## GIVEN PASSAGE
Content starts

Donate to Science & Enterprise

S&E on Mastodon

S&E on LinkedIn

S&E on Flipboard

Please share Science & Enterprise

Biotechs to Develop Personal Cancer-Killing Virus Vaccines

Adenovirus illustration

Adenovirus illustration (Richard Feldmann, National Cancer Institute)

13 Nov. 2018. Two biotechnology companies developing engineered viruses as cancer therapies plan to create personalized treatments for solid tumors with viruses that harness the immune system. Financial and intellectual property aspects of the agreement between DNAtrix in Houston and Valo Therapeutics in Helsinki, Finland were not disclosed.

Both DNAtrix and Valo Therapeutics use adenoviruses as therapeutic devices to treat cancer. To most people, adenoviruses are benign, but they can cause symptoms similar to the common cold or other viral diseases. DNAtrix develops what it calls “armed viruses,” adenoviruses engineered to enhance and invoke immune-system responses to attack tumor cells. The armed viruses attack tumors directly, but also stimulate T-cells in the immune system to kill tumor cells.

The company, a spin-off enterprise from MD Anderson Cancer Center, currently designs adenovirus treatments for tumors expressing proteins known as tumor necrosis factor receptors, associated with breast, melanoma, brain, and lung cancer. DNAtrix says it successfully tested these treatments in lab animals and has one therapy called tasadenoturev, or DNX-2401, in a clinical trial among patients with the deadly brain cancer glioblastoma. As reported by Science & Enterprise in February, the trial reported mixed results, with dramatic efficacy among some patients, but limited results for others. The company is recruiting participants for other clinical studies of DNX-2401 in patients with brain cancer both alone and with other cancer drugs.

Content ends

Items from a dataset:
Content starts

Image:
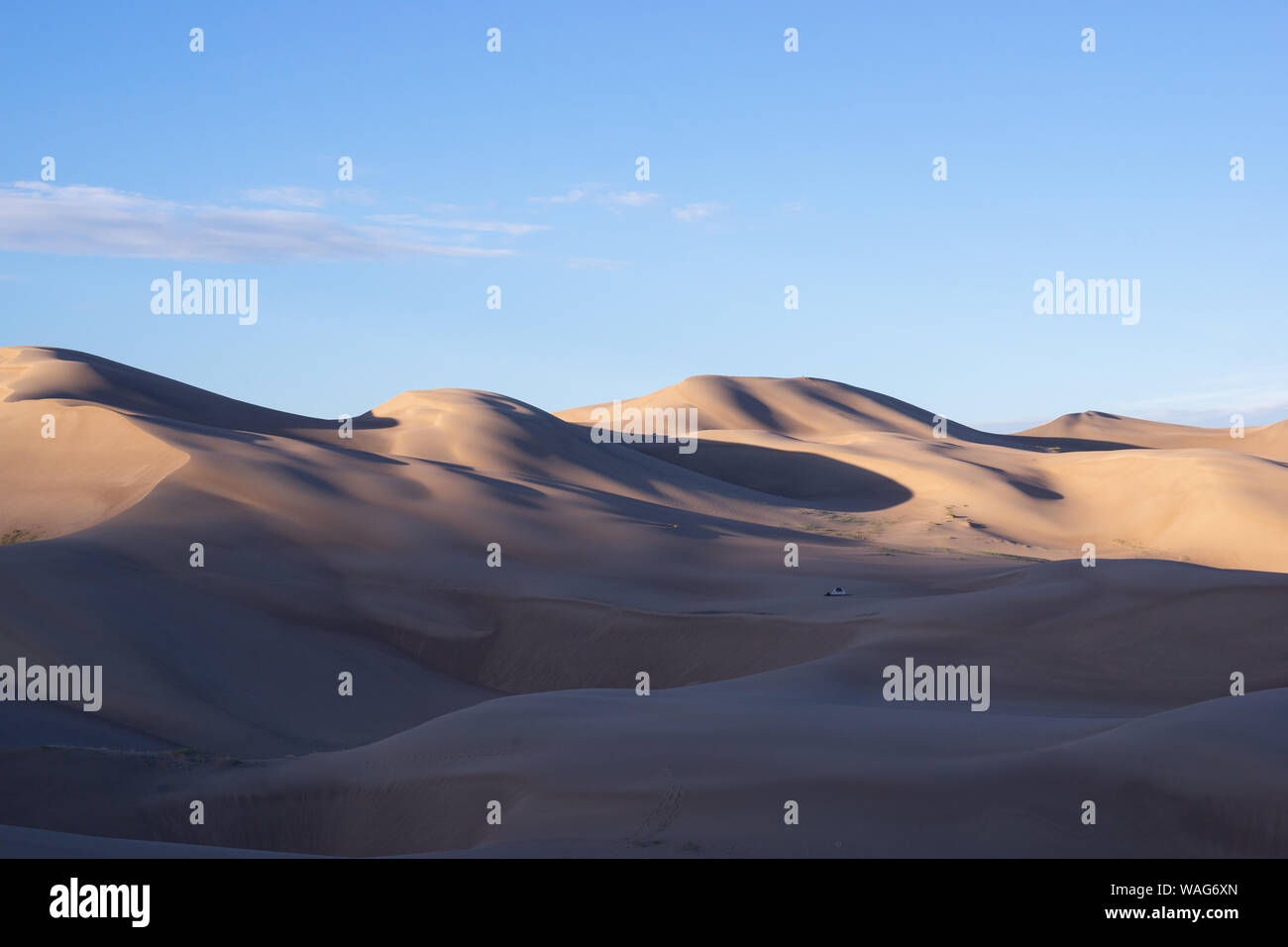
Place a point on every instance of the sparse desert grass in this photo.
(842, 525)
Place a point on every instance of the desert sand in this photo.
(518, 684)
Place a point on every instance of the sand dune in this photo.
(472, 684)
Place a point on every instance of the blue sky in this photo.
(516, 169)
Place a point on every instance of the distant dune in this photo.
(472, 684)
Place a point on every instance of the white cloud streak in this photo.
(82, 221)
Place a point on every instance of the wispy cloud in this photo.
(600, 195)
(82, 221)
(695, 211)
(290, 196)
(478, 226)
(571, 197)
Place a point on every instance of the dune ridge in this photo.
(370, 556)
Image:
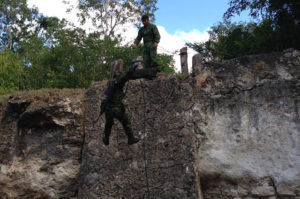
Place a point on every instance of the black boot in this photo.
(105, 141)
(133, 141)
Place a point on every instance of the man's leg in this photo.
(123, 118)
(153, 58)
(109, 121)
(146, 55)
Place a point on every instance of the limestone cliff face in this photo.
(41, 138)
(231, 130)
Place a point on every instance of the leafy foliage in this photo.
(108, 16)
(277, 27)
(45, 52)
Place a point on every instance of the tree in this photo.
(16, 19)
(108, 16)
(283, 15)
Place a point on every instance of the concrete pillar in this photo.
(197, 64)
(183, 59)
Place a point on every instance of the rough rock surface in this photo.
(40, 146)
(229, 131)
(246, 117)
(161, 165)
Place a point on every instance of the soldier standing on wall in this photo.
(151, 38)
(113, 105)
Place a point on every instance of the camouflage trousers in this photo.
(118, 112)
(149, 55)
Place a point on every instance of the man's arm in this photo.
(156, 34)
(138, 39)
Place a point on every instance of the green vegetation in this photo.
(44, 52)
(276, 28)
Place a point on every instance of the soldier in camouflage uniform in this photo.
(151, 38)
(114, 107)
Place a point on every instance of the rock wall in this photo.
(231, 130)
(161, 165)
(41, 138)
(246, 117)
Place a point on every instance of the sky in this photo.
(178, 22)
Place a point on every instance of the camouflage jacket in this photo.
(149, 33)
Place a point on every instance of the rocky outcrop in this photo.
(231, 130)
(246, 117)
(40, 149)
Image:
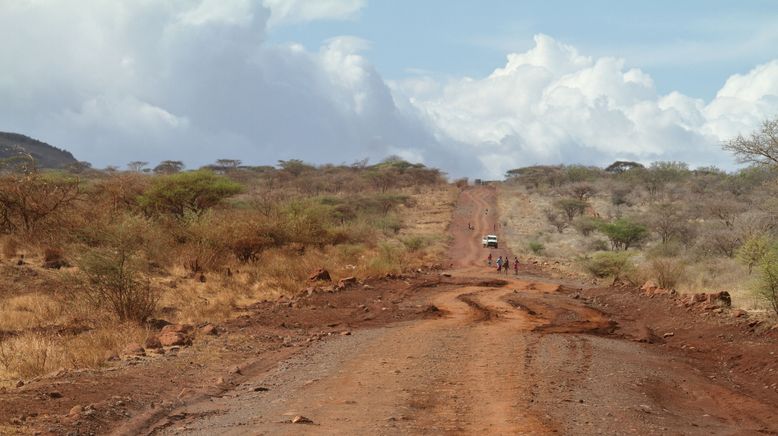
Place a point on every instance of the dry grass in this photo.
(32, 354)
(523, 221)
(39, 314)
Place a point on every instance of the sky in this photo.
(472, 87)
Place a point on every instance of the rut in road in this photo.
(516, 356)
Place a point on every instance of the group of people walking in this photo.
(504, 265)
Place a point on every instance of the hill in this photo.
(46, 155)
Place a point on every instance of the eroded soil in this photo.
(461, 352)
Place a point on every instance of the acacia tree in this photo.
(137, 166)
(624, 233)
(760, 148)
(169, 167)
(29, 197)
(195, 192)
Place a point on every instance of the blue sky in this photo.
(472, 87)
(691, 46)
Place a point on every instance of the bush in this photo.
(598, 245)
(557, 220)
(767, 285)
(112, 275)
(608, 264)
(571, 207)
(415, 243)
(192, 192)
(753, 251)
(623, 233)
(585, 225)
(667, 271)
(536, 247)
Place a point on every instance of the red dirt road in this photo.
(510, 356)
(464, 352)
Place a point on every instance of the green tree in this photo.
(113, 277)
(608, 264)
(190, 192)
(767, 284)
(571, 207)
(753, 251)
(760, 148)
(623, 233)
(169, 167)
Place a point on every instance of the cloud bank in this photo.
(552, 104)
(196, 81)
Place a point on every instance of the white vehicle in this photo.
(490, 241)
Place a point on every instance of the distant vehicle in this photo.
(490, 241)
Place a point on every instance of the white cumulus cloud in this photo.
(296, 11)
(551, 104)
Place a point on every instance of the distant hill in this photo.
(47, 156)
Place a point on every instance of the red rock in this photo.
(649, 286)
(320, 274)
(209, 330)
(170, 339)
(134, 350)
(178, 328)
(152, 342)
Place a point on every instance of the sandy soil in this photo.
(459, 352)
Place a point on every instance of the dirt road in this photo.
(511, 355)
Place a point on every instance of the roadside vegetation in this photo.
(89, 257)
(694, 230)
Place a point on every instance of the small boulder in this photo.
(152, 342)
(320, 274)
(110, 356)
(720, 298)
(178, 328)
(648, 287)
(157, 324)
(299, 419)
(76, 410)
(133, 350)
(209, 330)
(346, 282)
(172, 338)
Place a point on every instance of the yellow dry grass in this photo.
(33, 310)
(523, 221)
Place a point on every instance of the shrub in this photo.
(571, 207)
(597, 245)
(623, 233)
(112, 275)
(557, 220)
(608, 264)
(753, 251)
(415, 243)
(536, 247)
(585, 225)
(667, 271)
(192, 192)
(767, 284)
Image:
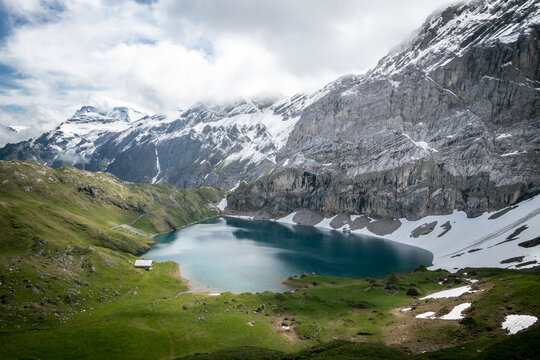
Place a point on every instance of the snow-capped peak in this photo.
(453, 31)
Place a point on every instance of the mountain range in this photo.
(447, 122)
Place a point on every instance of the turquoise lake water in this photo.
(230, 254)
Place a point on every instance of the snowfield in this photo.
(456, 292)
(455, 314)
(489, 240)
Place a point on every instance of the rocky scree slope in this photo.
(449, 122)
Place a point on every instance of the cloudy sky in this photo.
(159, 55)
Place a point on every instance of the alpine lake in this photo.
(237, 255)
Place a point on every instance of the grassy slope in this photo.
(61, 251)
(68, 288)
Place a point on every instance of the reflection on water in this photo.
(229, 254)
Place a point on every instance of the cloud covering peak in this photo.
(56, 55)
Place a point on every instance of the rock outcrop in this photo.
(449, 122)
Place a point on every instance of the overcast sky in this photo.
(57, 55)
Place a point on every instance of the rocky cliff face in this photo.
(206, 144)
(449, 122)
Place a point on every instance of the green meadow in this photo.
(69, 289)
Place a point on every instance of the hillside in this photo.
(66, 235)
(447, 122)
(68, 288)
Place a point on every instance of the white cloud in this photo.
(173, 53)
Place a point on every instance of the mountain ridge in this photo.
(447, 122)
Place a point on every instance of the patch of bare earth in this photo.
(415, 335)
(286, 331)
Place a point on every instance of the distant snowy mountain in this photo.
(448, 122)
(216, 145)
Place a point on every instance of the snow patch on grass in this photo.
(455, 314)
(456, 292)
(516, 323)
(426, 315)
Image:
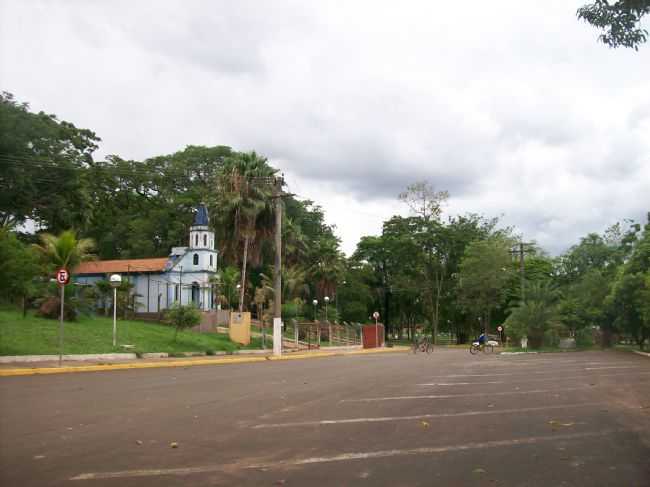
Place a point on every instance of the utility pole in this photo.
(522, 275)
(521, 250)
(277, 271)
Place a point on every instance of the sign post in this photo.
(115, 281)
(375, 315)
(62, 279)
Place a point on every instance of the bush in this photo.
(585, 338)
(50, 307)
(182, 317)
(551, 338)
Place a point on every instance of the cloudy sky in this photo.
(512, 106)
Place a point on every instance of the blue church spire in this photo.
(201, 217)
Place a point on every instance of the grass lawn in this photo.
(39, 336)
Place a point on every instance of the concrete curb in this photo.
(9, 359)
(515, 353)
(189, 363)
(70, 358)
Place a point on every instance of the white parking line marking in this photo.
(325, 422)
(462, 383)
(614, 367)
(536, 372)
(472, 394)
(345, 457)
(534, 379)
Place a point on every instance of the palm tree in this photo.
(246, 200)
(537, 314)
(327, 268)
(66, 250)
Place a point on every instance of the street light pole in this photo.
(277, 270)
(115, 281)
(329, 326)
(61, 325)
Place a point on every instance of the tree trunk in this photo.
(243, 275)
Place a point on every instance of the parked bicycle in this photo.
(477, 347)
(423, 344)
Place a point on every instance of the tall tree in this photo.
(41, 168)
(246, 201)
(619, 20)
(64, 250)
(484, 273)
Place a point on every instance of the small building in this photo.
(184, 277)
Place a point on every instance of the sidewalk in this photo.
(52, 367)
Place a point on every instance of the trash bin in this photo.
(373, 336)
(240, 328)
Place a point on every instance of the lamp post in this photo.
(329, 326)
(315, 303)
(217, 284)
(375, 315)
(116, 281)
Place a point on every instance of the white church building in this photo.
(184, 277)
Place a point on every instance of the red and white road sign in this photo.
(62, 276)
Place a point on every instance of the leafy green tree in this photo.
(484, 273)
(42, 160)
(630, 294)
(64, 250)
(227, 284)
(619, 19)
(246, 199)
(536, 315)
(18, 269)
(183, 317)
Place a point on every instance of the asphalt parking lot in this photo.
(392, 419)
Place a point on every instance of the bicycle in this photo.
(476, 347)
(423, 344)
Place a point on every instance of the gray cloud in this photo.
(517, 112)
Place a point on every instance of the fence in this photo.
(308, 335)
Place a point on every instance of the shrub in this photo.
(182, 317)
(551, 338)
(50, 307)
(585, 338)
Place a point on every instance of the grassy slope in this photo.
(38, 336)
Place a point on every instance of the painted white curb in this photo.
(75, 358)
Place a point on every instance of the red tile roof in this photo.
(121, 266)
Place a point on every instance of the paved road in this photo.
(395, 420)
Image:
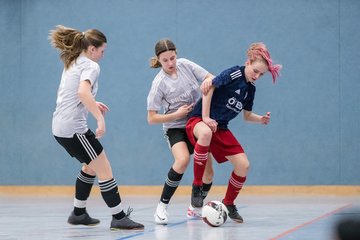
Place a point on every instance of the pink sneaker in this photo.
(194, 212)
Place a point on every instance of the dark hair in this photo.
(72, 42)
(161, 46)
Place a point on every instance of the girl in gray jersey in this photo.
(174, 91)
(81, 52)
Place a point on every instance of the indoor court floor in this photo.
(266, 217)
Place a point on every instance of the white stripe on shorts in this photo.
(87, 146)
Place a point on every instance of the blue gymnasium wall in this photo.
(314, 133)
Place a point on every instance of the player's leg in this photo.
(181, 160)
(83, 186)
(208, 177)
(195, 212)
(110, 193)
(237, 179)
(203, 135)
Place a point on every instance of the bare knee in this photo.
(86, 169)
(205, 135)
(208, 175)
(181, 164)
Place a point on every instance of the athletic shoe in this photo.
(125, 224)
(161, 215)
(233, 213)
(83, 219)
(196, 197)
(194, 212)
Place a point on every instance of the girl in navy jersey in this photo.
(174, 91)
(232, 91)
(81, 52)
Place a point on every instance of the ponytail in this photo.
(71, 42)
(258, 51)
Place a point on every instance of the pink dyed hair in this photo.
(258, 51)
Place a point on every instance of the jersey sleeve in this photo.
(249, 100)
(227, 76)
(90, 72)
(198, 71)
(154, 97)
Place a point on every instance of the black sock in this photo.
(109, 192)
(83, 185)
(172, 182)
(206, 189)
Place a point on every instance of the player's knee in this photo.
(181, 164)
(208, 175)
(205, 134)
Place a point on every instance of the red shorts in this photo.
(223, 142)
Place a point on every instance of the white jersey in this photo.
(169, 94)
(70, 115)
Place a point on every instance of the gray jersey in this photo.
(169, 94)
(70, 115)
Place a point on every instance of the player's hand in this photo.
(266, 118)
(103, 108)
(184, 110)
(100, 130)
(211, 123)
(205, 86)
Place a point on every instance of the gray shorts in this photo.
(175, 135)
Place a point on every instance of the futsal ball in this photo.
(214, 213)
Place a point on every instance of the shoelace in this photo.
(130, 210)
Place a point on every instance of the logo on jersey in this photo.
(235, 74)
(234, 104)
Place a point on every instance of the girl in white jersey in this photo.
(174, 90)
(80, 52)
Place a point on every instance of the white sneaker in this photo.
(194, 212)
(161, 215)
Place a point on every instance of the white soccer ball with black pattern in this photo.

Content ends

## REQUIRED WORK
1. Which types of cancer does the article on cancer-killing virus vaccines associate with tumors expressing tumor necrosis factor receptors?
2. From the article on cancer-killing virus vaccines, reproduce the part that opens with the words containing "13 Nov. 2018." and closes with "were not disclosed.".

## ANSWERS TO THE PROBLEMS
1. Breast cancer, melanoma, brain cancer, and lung cancer.

2.
13 Nov. 2018. Two biotechnology companies developing engineered viruses as cancer therapies plan to create personalized treatments for solid tumors with viruses that harness the immune system. Financial and intellectual property aspects of the agreement between DNAtrix in Houston and Valo Therapeutics in Helsinki, Finland were not disclosed.